Excerpts of annotation records
※

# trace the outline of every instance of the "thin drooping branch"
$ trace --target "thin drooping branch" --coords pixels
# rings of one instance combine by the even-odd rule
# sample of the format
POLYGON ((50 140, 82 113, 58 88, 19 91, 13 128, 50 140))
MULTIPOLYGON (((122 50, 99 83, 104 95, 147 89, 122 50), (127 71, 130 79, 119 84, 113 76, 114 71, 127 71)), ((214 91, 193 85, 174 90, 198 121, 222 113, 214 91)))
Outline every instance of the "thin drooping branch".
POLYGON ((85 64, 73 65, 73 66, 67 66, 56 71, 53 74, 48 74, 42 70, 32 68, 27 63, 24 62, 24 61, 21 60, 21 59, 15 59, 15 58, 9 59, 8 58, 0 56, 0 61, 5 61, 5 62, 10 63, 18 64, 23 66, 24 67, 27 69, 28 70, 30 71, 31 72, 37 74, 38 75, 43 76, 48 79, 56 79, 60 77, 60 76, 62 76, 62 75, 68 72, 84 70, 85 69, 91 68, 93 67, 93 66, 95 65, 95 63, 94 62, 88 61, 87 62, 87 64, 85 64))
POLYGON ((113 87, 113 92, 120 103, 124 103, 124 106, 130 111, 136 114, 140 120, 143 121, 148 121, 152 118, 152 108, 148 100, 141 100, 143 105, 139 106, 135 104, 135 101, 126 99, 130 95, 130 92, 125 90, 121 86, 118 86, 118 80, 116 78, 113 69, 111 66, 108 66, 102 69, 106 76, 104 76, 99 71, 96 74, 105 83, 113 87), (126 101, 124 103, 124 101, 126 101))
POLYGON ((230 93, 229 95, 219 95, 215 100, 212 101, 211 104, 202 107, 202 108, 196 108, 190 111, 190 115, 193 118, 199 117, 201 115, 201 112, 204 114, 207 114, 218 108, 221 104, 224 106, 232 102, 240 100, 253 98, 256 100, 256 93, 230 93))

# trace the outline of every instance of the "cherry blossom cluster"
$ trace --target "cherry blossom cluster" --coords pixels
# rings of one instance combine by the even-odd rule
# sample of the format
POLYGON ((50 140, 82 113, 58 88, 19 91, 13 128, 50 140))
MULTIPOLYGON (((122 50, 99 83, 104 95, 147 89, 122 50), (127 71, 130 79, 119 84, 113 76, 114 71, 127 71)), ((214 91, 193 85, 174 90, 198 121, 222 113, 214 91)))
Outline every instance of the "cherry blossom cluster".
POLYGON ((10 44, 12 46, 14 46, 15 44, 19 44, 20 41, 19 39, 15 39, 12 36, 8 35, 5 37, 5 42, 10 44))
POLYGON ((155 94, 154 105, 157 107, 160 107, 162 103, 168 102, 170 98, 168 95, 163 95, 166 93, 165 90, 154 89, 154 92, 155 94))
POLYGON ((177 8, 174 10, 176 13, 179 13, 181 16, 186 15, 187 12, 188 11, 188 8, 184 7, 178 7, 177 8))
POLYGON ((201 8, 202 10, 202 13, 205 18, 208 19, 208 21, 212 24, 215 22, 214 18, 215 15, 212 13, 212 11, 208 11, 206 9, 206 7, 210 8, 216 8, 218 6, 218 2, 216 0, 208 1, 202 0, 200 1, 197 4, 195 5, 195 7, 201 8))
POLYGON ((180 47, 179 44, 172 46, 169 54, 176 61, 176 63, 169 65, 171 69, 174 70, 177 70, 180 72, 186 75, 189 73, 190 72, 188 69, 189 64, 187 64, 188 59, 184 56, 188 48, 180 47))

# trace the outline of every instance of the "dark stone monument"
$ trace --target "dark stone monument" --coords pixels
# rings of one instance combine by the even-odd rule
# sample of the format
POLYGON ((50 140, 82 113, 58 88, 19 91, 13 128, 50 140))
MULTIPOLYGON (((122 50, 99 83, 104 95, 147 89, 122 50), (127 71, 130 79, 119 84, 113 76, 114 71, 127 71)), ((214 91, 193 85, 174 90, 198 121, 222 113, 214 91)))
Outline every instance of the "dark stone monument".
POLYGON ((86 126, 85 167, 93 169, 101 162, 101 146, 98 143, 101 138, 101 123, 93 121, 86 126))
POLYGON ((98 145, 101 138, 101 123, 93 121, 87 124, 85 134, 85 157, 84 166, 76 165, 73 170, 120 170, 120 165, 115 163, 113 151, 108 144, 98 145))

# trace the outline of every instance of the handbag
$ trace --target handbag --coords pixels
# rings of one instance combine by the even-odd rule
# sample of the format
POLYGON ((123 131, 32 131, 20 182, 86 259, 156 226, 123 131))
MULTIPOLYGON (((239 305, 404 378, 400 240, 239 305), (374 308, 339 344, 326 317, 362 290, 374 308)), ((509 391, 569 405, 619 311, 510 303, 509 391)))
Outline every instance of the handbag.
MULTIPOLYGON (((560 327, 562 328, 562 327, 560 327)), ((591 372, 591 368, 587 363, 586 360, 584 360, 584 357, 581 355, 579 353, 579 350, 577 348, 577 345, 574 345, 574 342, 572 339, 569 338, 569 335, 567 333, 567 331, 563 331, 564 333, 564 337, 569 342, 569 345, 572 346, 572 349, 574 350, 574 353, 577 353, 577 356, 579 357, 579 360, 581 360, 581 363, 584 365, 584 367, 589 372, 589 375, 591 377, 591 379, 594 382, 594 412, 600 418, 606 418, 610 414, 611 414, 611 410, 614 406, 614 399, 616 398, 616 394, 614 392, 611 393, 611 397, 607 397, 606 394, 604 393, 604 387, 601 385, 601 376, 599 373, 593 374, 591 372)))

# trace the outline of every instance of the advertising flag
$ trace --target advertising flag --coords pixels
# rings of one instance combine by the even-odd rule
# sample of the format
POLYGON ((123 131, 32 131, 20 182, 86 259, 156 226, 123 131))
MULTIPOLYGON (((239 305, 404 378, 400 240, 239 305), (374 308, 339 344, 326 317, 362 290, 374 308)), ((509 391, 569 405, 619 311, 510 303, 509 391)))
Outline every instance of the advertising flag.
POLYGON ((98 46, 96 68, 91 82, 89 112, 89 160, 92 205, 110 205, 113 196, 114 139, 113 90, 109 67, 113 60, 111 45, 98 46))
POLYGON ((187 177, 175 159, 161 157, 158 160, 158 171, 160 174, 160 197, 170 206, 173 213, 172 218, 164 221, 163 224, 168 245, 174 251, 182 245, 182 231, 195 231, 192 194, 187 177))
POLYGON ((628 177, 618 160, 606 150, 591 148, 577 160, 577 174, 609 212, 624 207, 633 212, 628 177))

※

GIVEN TASK
Rescale the lines starting at the one containing "# trace the outline of every instance of the handbag" and ending at the one containing "MULTIPOLYGON (((560 327, 562": write every line out again in full, but multiply each coordinate in the answer outlines by 2.55 and round to whole numbers, rounding halves up. Leave all other lines and numbers unchanged.

TASK ANSWER
# trace the outline of every instance of the handbag
$ trace --target handbag --coords pixels
# rings of one instance combine by the even-odd rule
# sample of the format
POLYGON ((123 131, 32 131, 20 182, 86 259, 156 226, 123 131))
MULTIPOLYGON (((239 305, 404 378, 400 240, 239 305), (374 308, 339 344, 326 317, 362 290, 374 308)), ((509 391, 569 405, 619 311, 510 303, 509 391)))
Outline every instance of the handbag.
MULTIPOLYGON (((1428 834, 1433 836, 1433 834, 1428 834)), ((1507 949, 1507 938, 1497 926, 1494 918, 1489 918, 1489 910, 1482 905, 1476 900, 1476 893, 1471 887, 1471 880, 1464 880, 1464 872, 1459 864, 1451 862, 1451 854, 1446 849, 1446 844, 1436 844, 1438 849, 1438 859, 1451 872, 1451 880, 1459 882, 1459 890, 1464 893, 1464 900, 1471 900, 1471 908, 1476 910, 1476 918, 1482 918, 1482 926, 1489 931, 1489 936, 1502 949, 1502 956, 1507 961, 1507 966, 1515 974, 1515 1051, 1530 1066, 1545 1066, 1556 1056, 1558 1056, 1558 1046, 1566 1035, 1566 1017, 1571 1015, 1571 1005, 1566 1000, 1558 1002, 1558 1012, 1548 1012, 1545 1005, 1540 1002, 1540 987, 1533 982, 1533 959, 1527 951, 1512 954, 1507 949)))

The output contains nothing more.